• [TEXTE DE DÉPART]
================================

Innovations

Un herbicide naturel découvert par hasard !

Un produit naturel, doté de propriétés herbicides puissantes, vient d’être découvert par une équipe française. Peut-être le début d’une grande aventure agronomique ?

Gros plan sur l'hépatique, plante dont est issue la radulanine.

On le sait, le hasard joue un grand rôle en science. Faire une découverte alors que l’on cherchait autre chose a même un nom, la sérendipité. Depuis l’invention des antibiotiques par Fleming (ses cultures bactériennes furent accidentellement contaminées par des champignons fabricant la pénicilline), jusqu’à la mise au point du Viagra (qui était censé traiter la tension artérielle), la sérendipité a rythmé le progrès scientifique.

Et un nouvel exemple vient d’en être donné avec la découverte d’un remarquable effet herbicide chez une molécule naturelle.
Son histoire mérite le détour : En 2018, Bastien Nay, chimiste au CNRS et à l'Ecole Polytechnique, travaillait à améliorer la synthèse d’une molécule organique complexe, la cinéréaine. Mais alors qu’il faisait face à une étape particulièrement critique de la phase de fabrication, le chimiste décide de réaliser d’abord la synthèse d’une autre molécule, plus simple et de structure identique, la radulanine.

================================

• [TRAVAIL À FAIRE]
A) Pour chacune des affirmations (i), (ii) et (iii), dites si l'article sur l'herbicide naturel va dans le même sens en répondant oui ou non, et recopiez les mots du texte qui permettent de trancher.
(i) La radulanine provient de l'hépatique.
(ii) Le Viagra devait au départ traiter la tension artérielle.
(iii) En 2018, Bastien Nay cherchait à améliorer la synthèse de la radulanine.
B) Répondez brièvement à ces questions sur l'article sur l'herbicide naturel.
(i) Quel nom donne-t-on au fait de découvrir quelque chose en cherchant autre chose ?
(ii) Qu'est-ce que Fleming a inventé ?
(iii) En quelle année Bastien Nay travaillait-il sur la synthèse de la cinéréaine ?
C) Poursuivez l'article sur l'herbicide naturel à partir de l'endroit où il s'arrête.
Les lignes qui viennent ensuite forment un ensemble à part, sans lien avec ce texte.

• [DONNÉES FOURNIES]

================================

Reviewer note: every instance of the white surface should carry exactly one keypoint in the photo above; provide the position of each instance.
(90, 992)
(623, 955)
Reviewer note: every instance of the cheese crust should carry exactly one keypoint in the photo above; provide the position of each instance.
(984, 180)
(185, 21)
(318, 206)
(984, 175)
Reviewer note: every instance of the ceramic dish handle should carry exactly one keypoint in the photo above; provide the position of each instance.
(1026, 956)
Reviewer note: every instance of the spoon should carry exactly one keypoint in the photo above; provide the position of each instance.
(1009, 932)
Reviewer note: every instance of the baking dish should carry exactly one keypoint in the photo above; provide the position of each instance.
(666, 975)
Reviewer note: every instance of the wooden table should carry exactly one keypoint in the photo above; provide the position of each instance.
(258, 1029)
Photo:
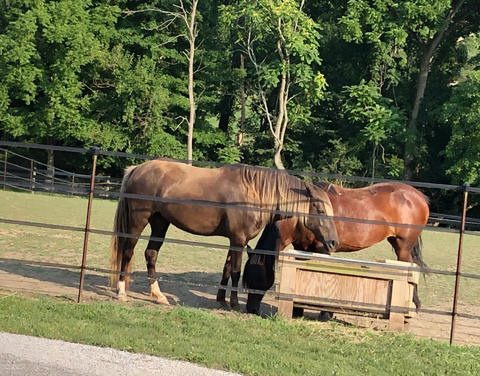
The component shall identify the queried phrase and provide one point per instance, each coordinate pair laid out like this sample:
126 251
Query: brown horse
232 201
365 216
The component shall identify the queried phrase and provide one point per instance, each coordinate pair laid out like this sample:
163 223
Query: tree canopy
385 89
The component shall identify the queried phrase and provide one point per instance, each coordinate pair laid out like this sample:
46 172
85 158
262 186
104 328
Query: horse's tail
120 226
417 256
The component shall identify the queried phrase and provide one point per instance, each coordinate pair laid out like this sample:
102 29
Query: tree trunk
425 65
242 103
191 98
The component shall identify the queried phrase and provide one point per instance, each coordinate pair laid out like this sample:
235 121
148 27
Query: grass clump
240 343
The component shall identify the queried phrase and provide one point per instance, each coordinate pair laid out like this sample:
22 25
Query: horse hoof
325 316
235 307
162 301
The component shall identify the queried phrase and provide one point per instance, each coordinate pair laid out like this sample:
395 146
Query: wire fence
33 176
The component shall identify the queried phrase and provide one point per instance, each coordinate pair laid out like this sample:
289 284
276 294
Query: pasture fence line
57 185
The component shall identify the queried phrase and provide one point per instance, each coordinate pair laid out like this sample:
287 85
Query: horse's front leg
227 268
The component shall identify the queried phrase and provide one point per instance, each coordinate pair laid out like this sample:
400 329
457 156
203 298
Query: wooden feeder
324 283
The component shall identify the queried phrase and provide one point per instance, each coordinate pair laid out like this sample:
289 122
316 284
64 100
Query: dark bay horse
402 208
233 201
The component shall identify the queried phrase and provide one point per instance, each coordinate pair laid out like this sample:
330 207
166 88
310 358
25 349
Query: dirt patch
200 292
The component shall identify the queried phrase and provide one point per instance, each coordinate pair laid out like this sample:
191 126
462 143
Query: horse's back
172 179
392 202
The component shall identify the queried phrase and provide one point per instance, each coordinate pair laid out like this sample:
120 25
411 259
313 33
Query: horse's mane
275 190
327 187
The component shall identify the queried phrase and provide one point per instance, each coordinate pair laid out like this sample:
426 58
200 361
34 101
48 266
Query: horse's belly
195 219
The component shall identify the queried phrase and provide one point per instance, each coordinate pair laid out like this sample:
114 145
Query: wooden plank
342 287
287 286
396 319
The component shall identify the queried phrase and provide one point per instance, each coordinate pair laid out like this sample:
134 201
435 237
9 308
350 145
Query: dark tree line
382 89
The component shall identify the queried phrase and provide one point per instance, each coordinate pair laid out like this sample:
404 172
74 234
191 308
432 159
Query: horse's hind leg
227 268
403 249
232 268
126 265
235 274
159 228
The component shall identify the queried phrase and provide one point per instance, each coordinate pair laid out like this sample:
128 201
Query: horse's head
258 274
320 221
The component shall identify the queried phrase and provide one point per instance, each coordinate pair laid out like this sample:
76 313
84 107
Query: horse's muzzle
331 245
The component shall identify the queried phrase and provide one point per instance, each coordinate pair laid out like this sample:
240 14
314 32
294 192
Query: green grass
251 345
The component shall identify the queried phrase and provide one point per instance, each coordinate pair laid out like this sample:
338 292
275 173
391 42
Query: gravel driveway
23 355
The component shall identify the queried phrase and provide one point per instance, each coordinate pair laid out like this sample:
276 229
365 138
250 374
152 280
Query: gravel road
23 355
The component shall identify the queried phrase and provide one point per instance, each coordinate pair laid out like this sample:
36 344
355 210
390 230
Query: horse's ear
311 190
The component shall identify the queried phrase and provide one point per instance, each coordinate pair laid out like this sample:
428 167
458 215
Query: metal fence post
94 151
31 176
459 261
5 170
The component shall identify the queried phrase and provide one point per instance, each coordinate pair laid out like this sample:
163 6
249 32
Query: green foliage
462 114
377 120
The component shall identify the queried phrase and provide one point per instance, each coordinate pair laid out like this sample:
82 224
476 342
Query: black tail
259 271
417 256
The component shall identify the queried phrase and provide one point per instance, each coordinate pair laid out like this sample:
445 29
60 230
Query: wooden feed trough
325 283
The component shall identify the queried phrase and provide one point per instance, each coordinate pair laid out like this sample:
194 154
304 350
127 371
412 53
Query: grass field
249 345
223 340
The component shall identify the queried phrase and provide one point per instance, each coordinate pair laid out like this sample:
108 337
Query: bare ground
200 292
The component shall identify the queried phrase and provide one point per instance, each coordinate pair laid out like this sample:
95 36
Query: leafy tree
406 41
378 120
281 43
462 114
44 47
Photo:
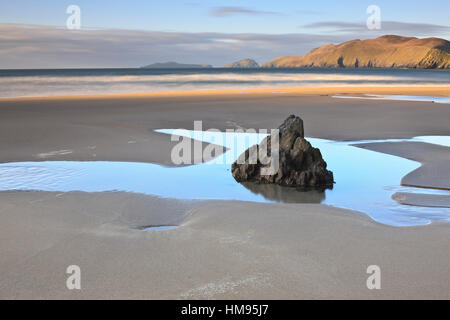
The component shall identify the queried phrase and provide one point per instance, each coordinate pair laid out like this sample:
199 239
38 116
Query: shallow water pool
365 180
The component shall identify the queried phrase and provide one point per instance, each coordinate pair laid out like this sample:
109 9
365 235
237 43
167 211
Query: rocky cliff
384 52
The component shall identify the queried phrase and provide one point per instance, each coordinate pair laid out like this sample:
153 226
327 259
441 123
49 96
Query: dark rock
300 164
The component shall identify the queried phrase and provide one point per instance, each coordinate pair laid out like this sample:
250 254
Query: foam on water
398 97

================================

• [RÉPONSES DONNÉES]
A)
(i) Oui : « Gros plan sur l'hépatique, plante dont est issue la radulanine. »
(ii) Oui : « qui était censé traiter la tension artérielle »
(iii) Non : « travaillait à améliorer la synthèse d’une molécule organique complexe, la cinéréaine »

B)
(i) La sérendipité.
(ii) Les antibiotiques.
(iii) En 2018.

C)
Le succès fut direct ! Les scientifiques réussirent sa synthèse en s’appuyant sur une « recette » qui ne nécessite aucuns réactifs rares ou chers. Encouragés par ces bons résultats, la radulanine commença à faire naître plus que de la curiosité chez les chercheurs. Pouvait-elle servir à autre chose ?

Naturellement présente dans les hépatiques, petites plantes appartenant à la famille des mousses, la radulanine est une molécule difficile à récolter et à extraire en quantité suffisante. Mais à partir du moment où l’on sait la fabriquer, la donne change considérablement !

Des propriétés insoupçonnées

Mais quels effets intéressants pouvait avoir ce produit, dont, hormis sa structure chimique, on ne connaissait quasiment rien !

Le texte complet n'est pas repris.